▶ _Task prompt_
Output the lines from the one containing "You are given a photograph. Could you point to the clear" through the end of the records as a JSON list of strings, one string per line, leaving out blank lines.

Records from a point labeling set
* Begin *
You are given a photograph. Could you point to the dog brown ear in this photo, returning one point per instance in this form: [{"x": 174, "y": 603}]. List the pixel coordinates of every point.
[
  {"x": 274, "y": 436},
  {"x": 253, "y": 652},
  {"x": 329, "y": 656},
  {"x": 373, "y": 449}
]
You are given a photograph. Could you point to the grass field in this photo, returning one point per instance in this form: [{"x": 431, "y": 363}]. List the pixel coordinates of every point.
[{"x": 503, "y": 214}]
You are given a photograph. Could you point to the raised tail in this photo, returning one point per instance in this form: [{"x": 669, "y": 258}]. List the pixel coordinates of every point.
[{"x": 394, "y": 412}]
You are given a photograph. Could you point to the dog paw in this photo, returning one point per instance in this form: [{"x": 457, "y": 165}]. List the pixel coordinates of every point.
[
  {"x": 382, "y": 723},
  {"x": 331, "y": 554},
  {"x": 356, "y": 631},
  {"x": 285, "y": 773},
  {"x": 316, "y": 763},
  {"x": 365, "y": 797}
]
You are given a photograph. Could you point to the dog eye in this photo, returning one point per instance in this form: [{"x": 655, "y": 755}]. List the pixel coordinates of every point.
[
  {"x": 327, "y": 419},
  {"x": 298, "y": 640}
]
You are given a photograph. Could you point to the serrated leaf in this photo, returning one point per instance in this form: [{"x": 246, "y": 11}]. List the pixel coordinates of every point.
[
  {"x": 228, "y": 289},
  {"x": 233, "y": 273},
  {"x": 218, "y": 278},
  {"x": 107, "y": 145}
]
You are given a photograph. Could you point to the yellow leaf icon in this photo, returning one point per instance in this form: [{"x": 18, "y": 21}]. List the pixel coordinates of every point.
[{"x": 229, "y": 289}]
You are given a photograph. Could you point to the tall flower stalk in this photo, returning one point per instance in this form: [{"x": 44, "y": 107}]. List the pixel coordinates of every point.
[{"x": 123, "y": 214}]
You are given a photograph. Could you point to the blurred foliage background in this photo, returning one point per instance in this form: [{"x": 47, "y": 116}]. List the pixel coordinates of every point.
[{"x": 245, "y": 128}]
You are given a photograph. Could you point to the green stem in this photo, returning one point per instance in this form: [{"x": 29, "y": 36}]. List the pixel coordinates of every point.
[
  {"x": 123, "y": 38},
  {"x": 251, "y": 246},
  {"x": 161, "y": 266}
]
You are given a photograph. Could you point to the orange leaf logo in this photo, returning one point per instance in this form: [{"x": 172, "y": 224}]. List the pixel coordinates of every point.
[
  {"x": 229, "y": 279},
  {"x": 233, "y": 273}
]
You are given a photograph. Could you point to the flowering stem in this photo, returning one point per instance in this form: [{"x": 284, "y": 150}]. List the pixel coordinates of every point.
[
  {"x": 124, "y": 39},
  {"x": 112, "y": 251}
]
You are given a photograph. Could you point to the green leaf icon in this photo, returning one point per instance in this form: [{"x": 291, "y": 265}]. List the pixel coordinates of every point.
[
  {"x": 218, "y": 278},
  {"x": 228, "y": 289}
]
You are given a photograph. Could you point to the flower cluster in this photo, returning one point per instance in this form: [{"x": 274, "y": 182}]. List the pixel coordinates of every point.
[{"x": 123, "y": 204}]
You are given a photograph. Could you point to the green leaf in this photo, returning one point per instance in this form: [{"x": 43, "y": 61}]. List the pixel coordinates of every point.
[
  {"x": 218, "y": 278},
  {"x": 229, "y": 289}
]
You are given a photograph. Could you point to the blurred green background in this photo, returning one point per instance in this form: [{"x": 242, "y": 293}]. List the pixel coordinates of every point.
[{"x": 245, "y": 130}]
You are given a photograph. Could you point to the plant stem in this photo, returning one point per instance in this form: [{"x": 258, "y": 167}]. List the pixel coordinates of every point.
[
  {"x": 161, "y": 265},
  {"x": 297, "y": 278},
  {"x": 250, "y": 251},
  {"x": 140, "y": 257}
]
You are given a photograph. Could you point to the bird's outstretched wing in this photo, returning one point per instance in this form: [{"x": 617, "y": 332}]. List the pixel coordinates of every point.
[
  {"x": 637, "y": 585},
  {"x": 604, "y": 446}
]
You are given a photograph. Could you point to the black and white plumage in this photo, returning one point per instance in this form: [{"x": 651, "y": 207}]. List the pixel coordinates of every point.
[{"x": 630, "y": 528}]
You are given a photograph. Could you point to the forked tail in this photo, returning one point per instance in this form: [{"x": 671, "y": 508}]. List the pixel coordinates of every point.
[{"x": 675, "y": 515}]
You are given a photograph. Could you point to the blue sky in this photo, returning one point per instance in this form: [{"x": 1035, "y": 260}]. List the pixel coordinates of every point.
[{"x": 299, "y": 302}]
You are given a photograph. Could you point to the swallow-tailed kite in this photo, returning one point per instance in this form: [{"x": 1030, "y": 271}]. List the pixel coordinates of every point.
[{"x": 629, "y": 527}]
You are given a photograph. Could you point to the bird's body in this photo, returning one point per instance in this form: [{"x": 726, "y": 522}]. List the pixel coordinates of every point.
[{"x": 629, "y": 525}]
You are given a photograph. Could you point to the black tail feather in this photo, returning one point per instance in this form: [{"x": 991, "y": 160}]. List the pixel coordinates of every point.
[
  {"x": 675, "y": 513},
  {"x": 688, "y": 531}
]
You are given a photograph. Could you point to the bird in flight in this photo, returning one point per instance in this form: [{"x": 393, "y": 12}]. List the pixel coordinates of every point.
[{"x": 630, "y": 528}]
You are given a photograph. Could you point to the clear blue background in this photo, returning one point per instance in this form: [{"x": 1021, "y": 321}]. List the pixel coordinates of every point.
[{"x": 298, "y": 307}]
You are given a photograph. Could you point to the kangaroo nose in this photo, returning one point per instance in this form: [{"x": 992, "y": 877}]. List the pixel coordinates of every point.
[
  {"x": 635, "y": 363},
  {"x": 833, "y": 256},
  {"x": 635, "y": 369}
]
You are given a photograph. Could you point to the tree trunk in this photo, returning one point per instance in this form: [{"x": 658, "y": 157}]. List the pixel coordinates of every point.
* End *
▶ _Finished exercise_
[
  "You are given a photograph. Could you point to the clear blue background in this photo, returning one point per instance in this form: [{\"x\": 1021, \"y\": 321}]. List the pixel coordinates of every point.",
  "[{\"x\": 298, \"y\": 307}]",
  "You are given a photograph. Could you point to the kangaroo nose in this photo, returning one point per instance in this form: [{\"x\": 992, \"y\": 877}]. List the pixel coordinates of every point.",
  "[",
  "  {\"x\": 635, \"y\": 363},",
  "  {\"x\": 833, \"y\": 256},",
  "  {\"x\": 635, \"y\": 369}",
  "]",
  "You are given a photograph. Could you point to the tree trunk in this photo, returning one point per instance in this form: [{\"x\": 658, \"y\": 157}]. List the pixel coordinates of every point."
]